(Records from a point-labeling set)
[BEGIN]

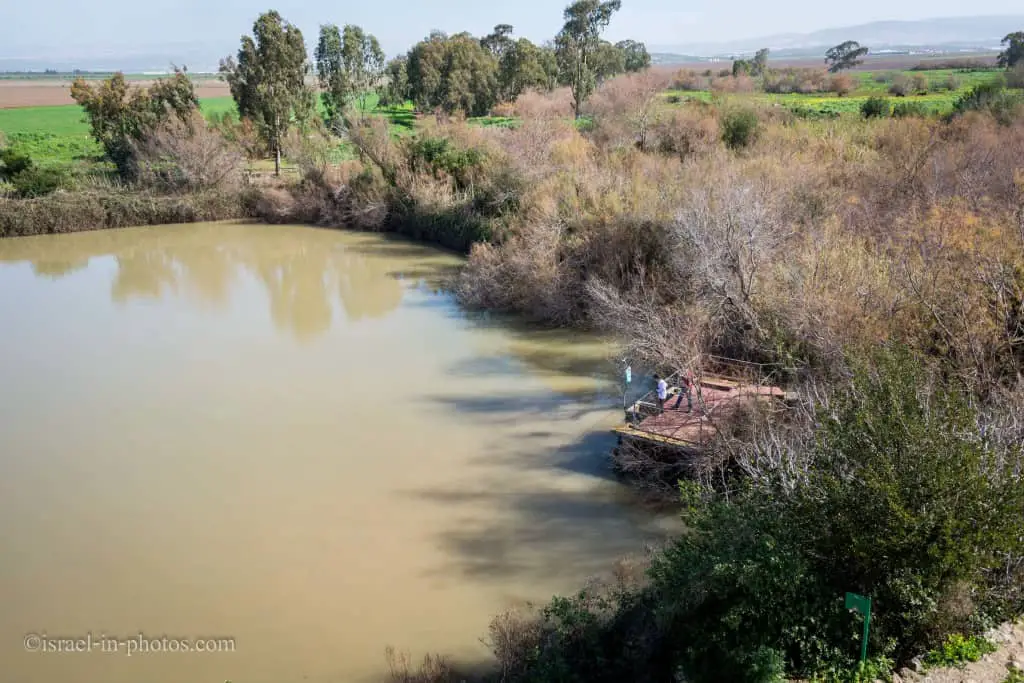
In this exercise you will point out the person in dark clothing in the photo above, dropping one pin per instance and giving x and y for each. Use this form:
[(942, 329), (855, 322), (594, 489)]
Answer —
[(686, 388)]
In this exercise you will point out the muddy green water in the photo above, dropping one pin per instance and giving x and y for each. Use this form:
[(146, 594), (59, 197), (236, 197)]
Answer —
[(287, 436)]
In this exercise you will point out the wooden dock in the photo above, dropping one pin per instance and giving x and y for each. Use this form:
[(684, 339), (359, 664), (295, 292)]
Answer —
[(715, 398)]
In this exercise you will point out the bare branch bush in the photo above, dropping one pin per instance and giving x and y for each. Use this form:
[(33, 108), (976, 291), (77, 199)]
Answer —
[(186, 156), (625, 108), (433, 669)]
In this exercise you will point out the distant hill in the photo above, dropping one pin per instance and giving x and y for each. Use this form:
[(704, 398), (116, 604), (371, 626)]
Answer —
[(965, 34)]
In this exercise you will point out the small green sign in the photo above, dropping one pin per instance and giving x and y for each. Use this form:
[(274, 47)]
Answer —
[(861, 604)]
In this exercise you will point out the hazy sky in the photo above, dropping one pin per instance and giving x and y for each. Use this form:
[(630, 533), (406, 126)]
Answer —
[(33, 28)]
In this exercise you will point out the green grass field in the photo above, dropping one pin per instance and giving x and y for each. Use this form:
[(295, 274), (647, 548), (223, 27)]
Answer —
[(938, 100), (59, 135)]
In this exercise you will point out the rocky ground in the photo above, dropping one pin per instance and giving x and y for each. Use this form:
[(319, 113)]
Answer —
[(994, 668)]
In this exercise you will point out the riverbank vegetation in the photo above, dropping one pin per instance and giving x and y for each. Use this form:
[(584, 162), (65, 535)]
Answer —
[(871, 253)]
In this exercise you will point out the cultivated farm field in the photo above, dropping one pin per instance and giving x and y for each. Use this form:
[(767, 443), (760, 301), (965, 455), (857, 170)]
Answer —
[(37, 115)]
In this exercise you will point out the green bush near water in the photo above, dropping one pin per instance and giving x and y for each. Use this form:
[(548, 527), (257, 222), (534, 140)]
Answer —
[(899, 502), (958, 649)]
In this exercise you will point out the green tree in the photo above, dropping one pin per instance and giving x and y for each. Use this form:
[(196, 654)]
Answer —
[(121, 116), (760, 62), (524, 66), (267, 81), (394, 90), (499, 42), (453, 74), (635, 54), (845, 55), (898, 497), (577, 43), (350, 66), (1014, 52), (607, 61)]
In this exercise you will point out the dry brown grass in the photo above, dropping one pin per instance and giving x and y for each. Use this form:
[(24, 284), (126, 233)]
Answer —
[(188, 156), (433, 668)]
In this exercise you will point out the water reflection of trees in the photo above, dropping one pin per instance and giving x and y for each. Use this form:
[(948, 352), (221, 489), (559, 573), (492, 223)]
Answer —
[(306, 272)]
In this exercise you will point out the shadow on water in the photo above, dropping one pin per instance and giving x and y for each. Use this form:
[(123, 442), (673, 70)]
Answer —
[(570, 517), (542, 534)]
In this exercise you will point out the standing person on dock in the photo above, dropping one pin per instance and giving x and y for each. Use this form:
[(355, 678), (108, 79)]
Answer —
[(663, 392), (685, 387)]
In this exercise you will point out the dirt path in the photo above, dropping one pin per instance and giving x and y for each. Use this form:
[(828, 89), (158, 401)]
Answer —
[(991, 669)]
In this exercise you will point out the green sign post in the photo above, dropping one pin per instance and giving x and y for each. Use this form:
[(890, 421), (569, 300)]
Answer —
[(861, 604)]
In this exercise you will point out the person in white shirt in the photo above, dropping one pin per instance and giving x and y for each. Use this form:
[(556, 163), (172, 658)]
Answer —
[(686, 389), (663, 392)]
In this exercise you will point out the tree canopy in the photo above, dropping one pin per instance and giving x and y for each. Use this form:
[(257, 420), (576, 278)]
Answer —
[(845, 55), (121, 116), (635, 55), (453, 74), (578, 42), (1013, 54), (349, 65), (267, 81)]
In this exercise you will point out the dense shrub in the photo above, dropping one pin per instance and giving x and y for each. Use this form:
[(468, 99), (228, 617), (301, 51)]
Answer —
[(439, 157), (842, 84), (36, 181), (688, 131), (13, 162), (1015, 77), (965, 65), (957, 649), (78, 211), (689, 80), (185, 156), (121, 116), (902, 110), (797, 80), (901, 86), (739, 128), (876, 108), (952, 83), (1004, 104), (891, 496)]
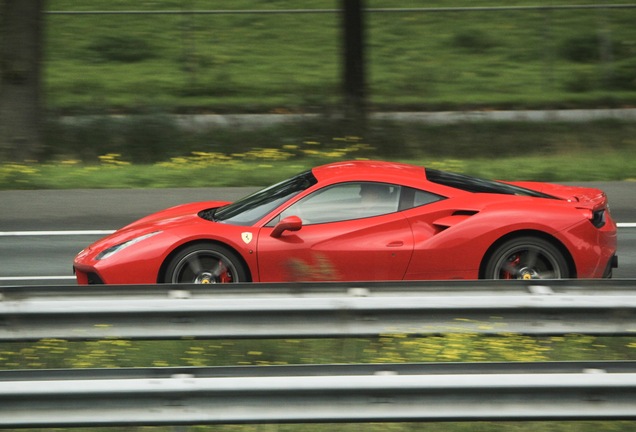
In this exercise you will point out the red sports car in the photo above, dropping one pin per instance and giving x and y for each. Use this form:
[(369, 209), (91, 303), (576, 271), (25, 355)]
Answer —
[(363, 221)]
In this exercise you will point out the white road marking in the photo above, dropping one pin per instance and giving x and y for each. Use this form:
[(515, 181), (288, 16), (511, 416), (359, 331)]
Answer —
[(27, 278)]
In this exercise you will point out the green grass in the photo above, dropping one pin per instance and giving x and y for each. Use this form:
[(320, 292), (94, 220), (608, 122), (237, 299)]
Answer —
[(416, 60), (152, 152)]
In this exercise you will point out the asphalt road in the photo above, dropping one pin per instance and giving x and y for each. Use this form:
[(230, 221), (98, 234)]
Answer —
[(32, 251)]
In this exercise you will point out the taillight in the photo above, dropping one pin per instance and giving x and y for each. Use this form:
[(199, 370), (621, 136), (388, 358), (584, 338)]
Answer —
[(598, 218)]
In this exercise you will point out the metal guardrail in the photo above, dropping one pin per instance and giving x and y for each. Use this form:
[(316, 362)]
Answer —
[(606, 307), (356, 393)]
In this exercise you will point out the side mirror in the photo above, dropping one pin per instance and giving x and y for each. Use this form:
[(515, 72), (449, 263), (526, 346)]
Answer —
[(290, 223)]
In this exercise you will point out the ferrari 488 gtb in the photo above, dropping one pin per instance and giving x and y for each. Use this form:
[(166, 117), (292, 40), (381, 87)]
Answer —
[(365, 221)]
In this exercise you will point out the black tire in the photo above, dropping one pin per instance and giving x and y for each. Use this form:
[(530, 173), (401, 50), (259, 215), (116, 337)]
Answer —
[(527, 258), (204, 263)]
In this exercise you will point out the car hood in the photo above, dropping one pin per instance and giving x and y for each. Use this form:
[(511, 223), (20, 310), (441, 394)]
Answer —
[(174, 214), (162, 220)]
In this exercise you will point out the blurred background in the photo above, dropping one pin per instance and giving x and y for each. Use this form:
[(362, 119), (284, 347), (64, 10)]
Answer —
[(148, 81)]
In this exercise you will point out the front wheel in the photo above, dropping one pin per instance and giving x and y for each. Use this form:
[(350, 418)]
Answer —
[(205, 263), (527, 258)]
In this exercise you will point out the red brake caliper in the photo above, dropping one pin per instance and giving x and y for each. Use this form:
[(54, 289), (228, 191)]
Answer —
[(512, 263)]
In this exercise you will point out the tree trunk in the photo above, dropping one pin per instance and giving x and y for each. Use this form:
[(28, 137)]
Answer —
[(354, 85), (21, 26)]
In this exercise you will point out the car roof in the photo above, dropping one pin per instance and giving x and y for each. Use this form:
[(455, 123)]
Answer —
[(370, 170)]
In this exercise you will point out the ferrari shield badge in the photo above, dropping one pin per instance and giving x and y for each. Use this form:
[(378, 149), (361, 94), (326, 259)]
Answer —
[(247, 237)]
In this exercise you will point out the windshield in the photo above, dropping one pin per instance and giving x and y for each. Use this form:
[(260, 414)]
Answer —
[(253, 208), (473, 184)]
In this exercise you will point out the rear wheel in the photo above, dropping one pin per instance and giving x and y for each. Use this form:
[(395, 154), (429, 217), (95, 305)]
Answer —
[(205, 263), (527, 258)]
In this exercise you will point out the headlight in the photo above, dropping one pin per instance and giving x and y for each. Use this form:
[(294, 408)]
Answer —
[(114, 249)]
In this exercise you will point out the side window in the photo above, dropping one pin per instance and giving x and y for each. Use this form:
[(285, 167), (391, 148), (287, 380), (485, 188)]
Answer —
[(346, 201), (415, 198)]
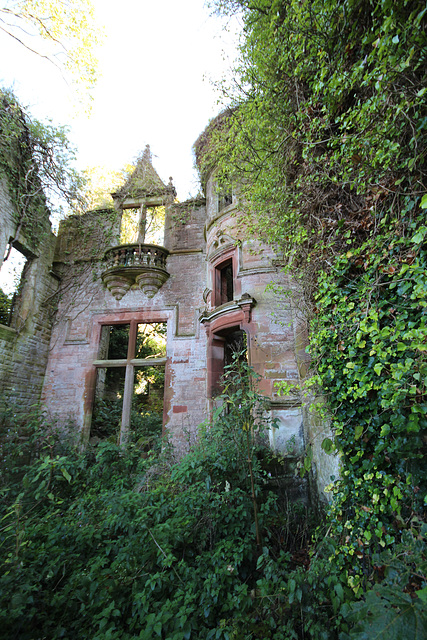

[END]

[Work required]:
Rewrite the stretch of the listing from the line containing "In this exercise you will point out the rear" through the line containing "[(114, 249)]" as a numbered list, one line per item, with any blank lines left out.

[Written reply]:
1. In this exercise you will point out the rear wheel in the photo above, dropping one pin per instance and giving x and y for each. Use this form:
2. [(395, 154), (429, 217), (95, 305)]
3. Answer —
4. [(205, 263), (527, 258)]
5. In this exercise you will point out the headlight in the photo above, dropping one pin per instance and giving x and y for each. Use this form:
6. [(294, 408)]
7. Answer —
8. [(114, 249)]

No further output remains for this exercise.